→ **ABOUT THIS TASK**
Leaving out the images, return the data below exactly as it is written.

---------- STUDY MATERIAL

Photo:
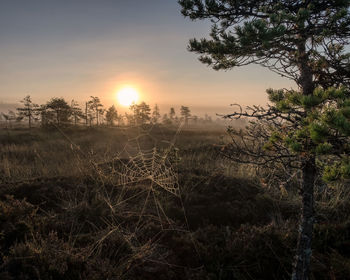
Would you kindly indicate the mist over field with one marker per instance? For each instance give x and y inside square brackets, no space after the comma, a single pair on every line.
[183,139]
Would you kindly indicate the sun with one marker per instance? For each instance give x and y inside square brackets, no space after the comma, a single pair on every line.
[127,96]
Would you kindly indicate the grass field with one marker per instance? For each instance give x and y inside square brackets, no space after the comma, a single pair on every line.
[152,203]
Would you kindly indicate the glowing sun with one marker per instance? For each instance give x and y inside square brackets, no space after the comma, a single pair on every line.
[127,96]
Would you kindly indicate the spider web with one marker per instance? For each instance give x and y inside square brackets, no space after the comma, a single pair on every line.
[149,166]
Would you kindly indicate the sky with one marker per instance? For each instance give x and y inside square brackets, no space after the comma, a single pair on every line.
[80,48]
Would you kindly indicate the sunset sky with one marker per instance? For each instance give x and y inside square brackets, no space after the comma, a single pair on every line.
[78,48]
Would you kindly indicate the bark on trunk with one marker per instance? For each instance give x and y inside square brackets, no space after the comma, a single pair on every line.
[301,269]
[303,253]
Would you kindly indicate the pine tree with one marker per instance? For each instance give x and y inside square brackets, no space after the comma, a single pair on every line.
[29,110]
[77,112]
[185,113]
[111,115]
[96,106]
[58,111]
[304,41]
[155,114]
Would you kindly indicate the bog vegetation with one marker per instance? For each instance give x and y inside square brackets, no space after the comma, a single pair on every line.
[87,193]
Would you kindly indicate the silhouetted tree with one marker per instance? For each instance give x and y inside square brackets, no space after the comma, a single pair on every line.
[185,113]
[77,112]
[29,110]
[172,114]
[155,114]
[301,40]
[111,115]
[95,105]
[141,113]
[57,111]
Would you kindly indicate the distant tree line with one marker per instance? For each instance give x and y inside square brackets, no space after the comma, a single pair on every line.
[58,112]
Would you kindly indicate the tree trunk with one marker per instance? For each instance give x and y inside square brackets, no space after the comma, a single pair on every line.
[303,253]
[30,120]
[301,269]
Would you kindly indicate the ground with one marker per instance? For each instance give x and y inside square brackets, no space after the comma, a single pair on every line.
[152,203]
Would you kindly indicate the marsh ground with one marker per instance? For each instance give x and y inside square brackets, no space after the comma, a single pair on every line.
[69,209]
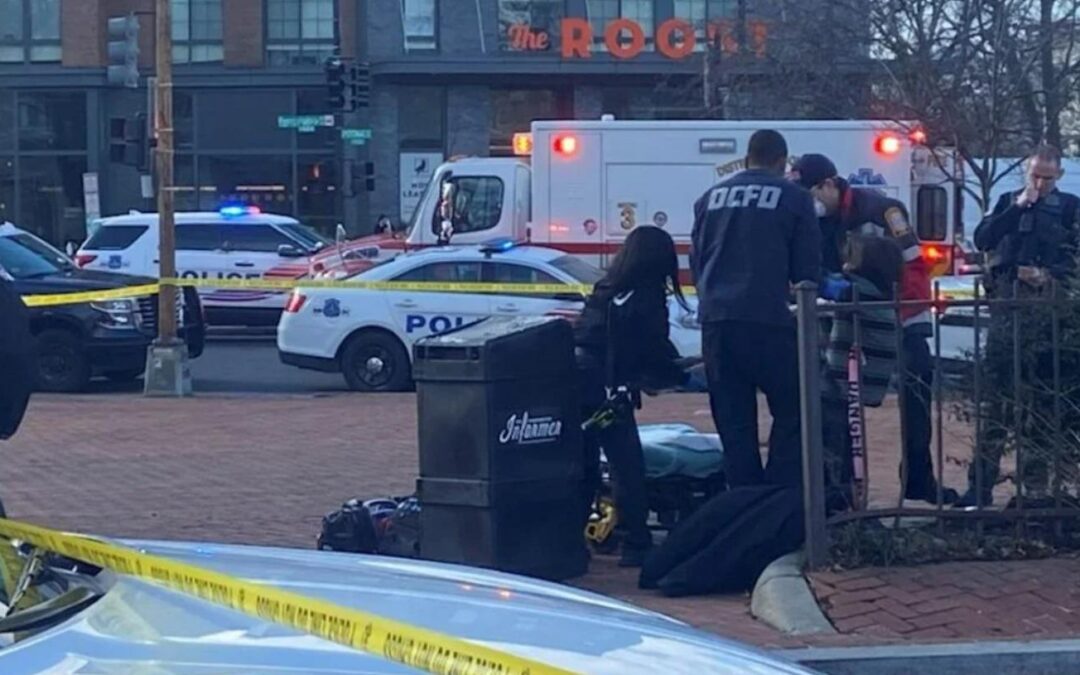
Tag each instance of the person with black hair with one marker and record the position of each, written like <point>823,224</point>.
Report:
<point>754,235</point>
<point>622,349</point>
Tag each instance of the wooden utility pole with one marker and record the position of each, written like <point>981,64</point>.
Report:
<point>166,220</point>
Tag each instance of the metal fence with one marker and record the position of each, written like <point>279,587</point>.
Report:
<point>1006,366</point>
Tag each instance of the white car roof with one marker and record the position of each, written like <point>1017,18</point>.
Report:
<point>201,217</point>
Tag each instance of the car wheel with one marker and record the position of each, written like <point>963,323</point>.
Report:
<point>376,362</point>
<point>63,365</point>
<point>125,376</point>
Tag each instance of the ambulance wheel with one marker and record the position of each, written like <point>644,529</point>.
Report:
<point>63,365</point>
<point>375,361</point>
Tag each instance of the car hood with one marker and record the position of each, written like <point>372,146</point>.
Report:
<point>138,622</point>
<point>78,280</point>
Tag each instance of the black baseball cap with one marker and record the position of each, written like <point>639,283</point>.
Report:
<point>812,169</point>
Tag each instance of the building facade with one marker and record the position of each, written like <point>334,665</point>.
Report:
<point>449,77</point>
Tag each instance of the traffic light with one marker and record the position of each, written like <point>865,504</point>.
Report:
<point>123,51</point>
<point>335,83</point>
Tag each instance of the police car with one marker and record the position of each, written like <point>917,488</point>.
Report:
<point>367,335</point>
<point>234,242</point>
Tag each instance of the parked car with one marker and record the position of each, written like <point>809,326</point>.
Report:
<point>367,335</point>
<point>77,341</point>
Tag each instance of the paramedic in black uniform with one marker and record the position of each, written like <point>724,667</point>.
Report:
<point>754,235</point>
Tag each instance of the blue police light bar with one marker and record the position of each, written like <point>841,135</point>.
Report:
<point>498,245</point>
<point>235,211</point>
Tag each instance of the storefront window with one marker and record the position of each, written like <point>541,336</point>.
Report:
<point>243,120</point>
<point>52,121</point>
<point>7,189</point>
<point>197,31</point>
<point>319,199</point>
<point>264,181</point>
<point>418,24</point>
<point>530,25</point>
<point>51,196</point>
<point>29,30</point>
<point>603,12</point>
<point>300,31</point>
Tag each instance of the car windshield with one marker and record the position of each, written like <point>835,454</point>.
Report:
<point>578,269</point>
<point>307,235</point>
<point>25,256</point>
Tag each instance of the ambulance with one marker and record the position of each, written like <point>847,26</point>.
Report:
<point>582,186</point>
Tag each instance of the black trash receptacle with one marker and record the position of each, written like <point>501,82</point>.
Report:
<point>500,447</point>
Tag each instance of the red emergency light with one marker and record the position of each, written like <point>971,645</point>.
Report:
<point>888,145</point>
<point>566,145</point>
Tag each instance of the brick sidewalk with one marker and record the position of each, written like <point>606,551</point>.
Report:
<point>265,470</point>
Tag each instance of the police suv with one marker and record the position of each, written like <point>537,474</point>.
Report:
<point>367,335</point>
<point>235,242</point>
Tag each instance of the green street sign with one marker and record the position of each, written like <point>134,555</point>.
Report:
<point>305,123</point>
<point>355,134</point>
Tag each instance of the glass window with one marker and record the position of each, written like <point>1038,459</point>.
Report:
<point>447,272</point>
<point>7,188</point>
<point>418,19</point>
<point>603,12</point>
<point>253,238</point>
<point>7,119</point>
<point>932,221</point>
<point>51,197</point>
<point>476,204</point>
<point>115,237</point>
<point>300,31</point>
<point>197,31</point>
<point>319,199</point>
<point>29,30</point>
<point>52,121</point>
<point>509,273</point>
<point>539,16</point>
<point>703,13</point>
<point>196,237</point>
<point>262,180</point>
<point>243,120</point>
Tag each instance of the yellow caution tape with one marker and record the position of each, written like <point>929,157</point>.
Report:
<point>89,296</point>
<point>394,640</point>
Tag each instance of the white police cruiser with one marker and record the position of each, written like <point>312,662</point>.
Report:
<point>367,335</point>
<point>234,242</point>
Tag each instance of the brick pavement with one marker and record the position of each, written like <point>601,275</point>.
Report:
<point>264,470</point>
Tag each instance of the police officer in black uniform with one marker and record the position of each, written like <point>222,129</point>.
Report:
<point>754,235</point>
<point>623,348</point>
<point>1031,239</point>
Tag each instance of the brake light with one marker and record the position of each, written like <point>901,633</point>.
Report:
<point>523,144</point>
<point>888,145</point>
<point>295,302</point>
<point>566,145</point>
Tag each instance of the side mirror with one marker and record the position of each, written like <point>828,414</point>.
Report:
<point>288,251</point>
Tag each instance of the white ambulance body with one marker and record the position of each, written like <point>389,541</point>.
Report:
<point>581,186</point>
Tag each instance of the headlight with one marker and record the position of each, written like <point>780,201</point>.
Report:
<point>120,313</point>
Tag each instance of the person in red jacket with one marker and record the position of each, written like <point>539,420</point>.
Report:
<point>845,210</point>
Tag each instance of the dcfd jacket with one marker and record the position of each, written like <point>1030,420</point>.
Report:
<point>869,213</point>
<point>754,234</point>
<point>634,325</point>
<point>1043,234</point>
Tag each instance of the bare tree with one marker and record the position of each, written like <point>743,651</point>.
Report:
<point>989,78</point>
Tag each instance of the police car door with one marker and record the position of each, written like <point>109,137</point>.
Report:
<point>420,313</point>
<point>251,250</point>
<point>508,302</point>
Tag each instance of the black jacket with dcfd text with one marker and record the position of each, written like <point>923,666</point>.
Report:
<point>754,234</point>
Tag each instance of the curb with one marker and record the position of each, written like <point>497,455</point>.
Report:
<point>1029,658</point>
<point>783,599</point>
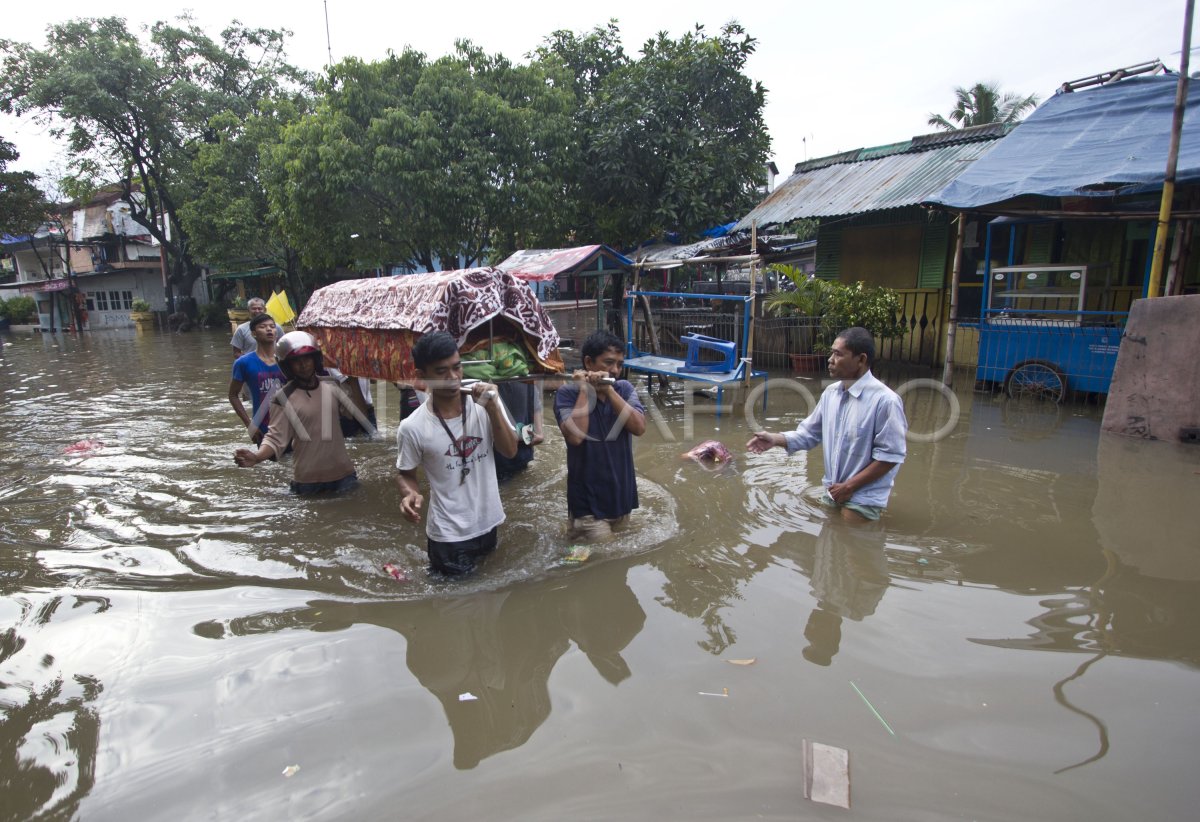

--------------------

→ **EXERCISE ANSWER**
Photo:
Would you kindly indicate the mist over field with one marker per instance? For each instance give x and y inside square brackets, no space after the comma, a single pair on every line.
[183,139]
Would you kindly indicate the sun with one marker per instance? For each instance give x and y inside square brackets, no space after the comma, a single pair on every line.
[127,96]
Would you kindly indicate the grass field with one marker per instance? For each instance give x and y inside square brackets, no space after the comma, a single pair on every line.
[152,203]
Would you kindly indicate the glowing sun with one marker per instance? For each instance give x and y inside square brackets, no space after the comma, a single pair on every line.
[127,96]
Would you kindly indicate the spider web with one marker per instance? For each instance give x and y inside square brackets, no space after the comma, a single pair on every line.
[149,166]
Would you kindly indicate the sky with one marker per instance? For each instance give x and y inside square brackets, no space after the comma, a single pair on every line.
[80,48]
Would you kindly indicate the sunset sky with one marker per instance? For each instance give x and y inside square brackets, no space after the comma, a single pair on every line.
[78,48]
Would you kindly indicate the bark on trunk with one marker per instance? For each instance give x and y inside square brackets, no space after the comma, a single pair on every line.
[301,269]
[303,253]
Would you kindly indicate the pine tree with one marker per instance? For each instance give x and y inside square brackets, no space after the comma, a single pair on every line.
[29,110]
[77,112]
[185,113]
[111,115]
[96,106]
[58,111]
[304,41]
[155,114]
Would you kindly indicate the bog vegetation with one marker per instance? For each instance give x and y inside square brackets, no space after the comma, a single pair on every line.
[87,193]
Would you kindly indicate the silhouetted tree with one marker per instance? For each instance give x and y inside square brackets, no space after the comma, a single pair on every line.
[185,113]
[77,112]
[29,110]
[172,114]
[155,114]
[301,40]
[111,115]
[95,105]
[141,113]
[57,111]
Would you kindly indicate the distant tree line with one marker per instance? For each instance give x and y inside square brackets, no space after the comma, a single pair on every line.
[58,112]
Would you kindly indicate the tree trunk with one marker per instance? For each instance give x and y inside square brackets, no space after the comma, a single pair on every line.
[303,253]
[30,120]
[301,269]
Would you kindly indicate the ground with one marker per instance? For each instance give x and y inside square brackets, no space after the comma, a single pair on every line.
[152,203]
Would you kindly indicate the marsh ground with one marker per instance? For each instance give x and y inside square brackets, no space after the comma, a single pair on every line.
[69,209]
Tag each instance of the person with black hair with one marker and record the position of each, written like <point>823,224</point>.
Report:
<point>754,235</point>
<point>622,349</point>
Tag each instance of the wooden utility pole with one marker and record the position of each, written like <point>981,64</point>.
Report:
<point>166,220</point>
Tag each instance of the metal fence with one marker and record the position of each, written like <point>279,587</point>.
Report:
<point>1006,366</point>
Tag each instance of the white car roof with one marker and record the position of each, written like <point>1017,18</point>.
Report:
<point>201,217</point>
Tag each instance of the car wheel with one marker and record the position of each, written like <point>963,323</point>.
Report:
<point>376,362</point>
<point>63,365</point>
<point>125,376</point>
Tag each instance of the ambulance wheel with one marker and record the position of each, written like <point>644,529</point>.
Report:
<point>63,365</point>
<point>375,361</point>
Tag each instance of the car hood with one marker and record the position of each, written like <point>372,146</point>.
Report:
<point>138,622</point>
<point>78,280</point>
Tag each instance of the black baseball cap with one marker and record the position of each, written like <point>639,283</point>.
Report:
<point>812,169</point>
Tag each instance of the building facade with one marker and record the position of each, written like <point>334,665</point>.
Report:
<point>449,77</point>
Tag each instance of the traffic light with one marker and record the position of each, written like <point>865,504</point>.
Report:
<point>123,51</point>
<point>335,83</point>
Tag each instance of the police car with one marker and record the position of each, written like <point>917,488</point>.
Report:
<point>367,335</point>
<point>234,242</point>
Tag each instance of the parked car with one marker and record the position of each, written like <point>809,326</point>.
Report:
<point>367,335</point>
<point>77,341</point>
Tag each instance of the paramedic in black uniform with one marker and record the position of each, written like <point>724,667</point>.
Report:
<point>754,235</point>
Tag each instance of the blue police light bar with one marker and record the position of each, written like <point>841,135</point>.
Report:
<point>498,245</point>
<point>235,211</point>
Tag each instance of the storefront window with one marker and record the position of each, written like <point>541,336</point>.
Report:
<point>243,120</point>
<point>52,121</point>
<point>7,189</point>
<point>197,31</point>
<point>319,199</point>
<point>264,181</point>
<point>418,24</point>
<point>530,25</point>
<point>51,196</point>
<point>29,30</point>
<point>603,12</point>
<point>300,31</point>
Tag each instance of the car windshield with one marker and record the position of each, written like <point>835,454</point>.
Report:
<point>578,269</point>
<point>307,235</point>
<point>25,256</point>
Tag each instance of the ambulance with one marker and record the position of each, written like <point>847,26</point>.
Report:
<point>582,186</point>
Tag each instance of the black trash receptacle with one marker and record the position of each, written like <point>501,82</point>.
Report:
<point>500,447</point>
Tag each instance of the red emergency light with one marker and record the position of each, written like <point>971,645</point>.
Report:
<point>888,145</point>
<point>566,145</point>
Tag each instance of the brick sidewalk with one marker and record the position of each, written like <point>606,551</point>.
Report:
<point>265,470</point>
Tag each instance of the police suv with one marker and record the position of each, written like <point>537,474</point>.
Report:
<point>367,335</point>
<point>235,242</point>
Tag each instance of the green street sign with one marker and record the position of each, written like <point>134,555</point>.
Report:
<point>305,123</point>
<point>355,134</point>
Tag each instance of the glass window with one marker and record the position of each, written like <point>1038,459</point>.
Report:
<point>447,272</point>
<point>7,188</point>
<point>418,19</point>
<point>603,12</point>
<point>253,238</point>
<point>7,119</point>
<point>932,221</point>
<point>51,197</point>
<point>476,204</point>
<point>115,237</point>
<point>300,31</point>
<point>197,31</point>
<point>319,199</point>
<point>29,30</point>
<point>52,121</point>
<point>509,273</point>
<point>539,16</point>
<point>703,13</point>
<point>196,237</point>
<point>262,180</point>
<point>243,120</point>
Tag each instance of the yellow caution tape with one marker and record the position of each, written like <point>929,157</point>.
Report:
<point>89,296</point>
<point>394,640</point>
Tag each instance of the white police cruiser with one marker and record the position of each, written like <point>312,662</point>.
Report:
<point>367,335</point>
<point>234,242</point>
Tag each instance of the brick pavement with one marker and record the position of each, written like <point>601,275</point>.
Report:
<point>264,470</point>
Tag each instance of the police officer in black uniform with one marker and record the position of each, written like <point>222,129</point>.
Report:
<point>754,235</point>
<point>623,348</point>
<point>1031,239</point>
Tag each instance of the brake light with one marker and record the position of each, written like <point>901,633</point>.
Report:
<point>523,144</point>
<point>888,145</point>
<point>295,302</point>
<point>566,145</point>
Tag each instance of the side mirror with one marker and record the position of each, written like <point>828,414</point>.
Report:
<point>288,251</point>
Tag each instance of the white ambulance body with one marker and record the position of each, written like <point>389,541</point>.
Report:
<point>581,186</point>
Tag each instance of the headlight with one marker and record the position of each, written like <point>780,201</point>.
Report:
<point>120,313</point>
Tag each instance of the person in red jacket with one marker and record the position of each, written like <point>539,420</point>.
Report:
<point>845,210</point>
Tag each instance of the dcfd jacket with one marker and record the position of each, written like <point>1030,420</point>.
Report:
<point>869,213</point>
<point>754,234</point>
<point>634,325</point>
<point>1043,234</point>
Tag each instance of the bare tree with one marker and record the position of each, written like <point>743,651</point>.
Report:
<point>989,78</point>
Tag each instance of the police car door with one marker and record the position of each, written like <point>109,137</point>.
Report:
<point>420,313</point>
<point>251,250</point>
<point>508,302</point>
Tag each instance of the black jacket with dcfd text with one marker and record the position of each, written like <point>923,666</point>.
Report:
<point>754,234</point>
Tag each instance of the curb with one marker and record the position of each, written like <point>497,455</point>.
Report:
<point>1029,658</point>
<point>783,599</point>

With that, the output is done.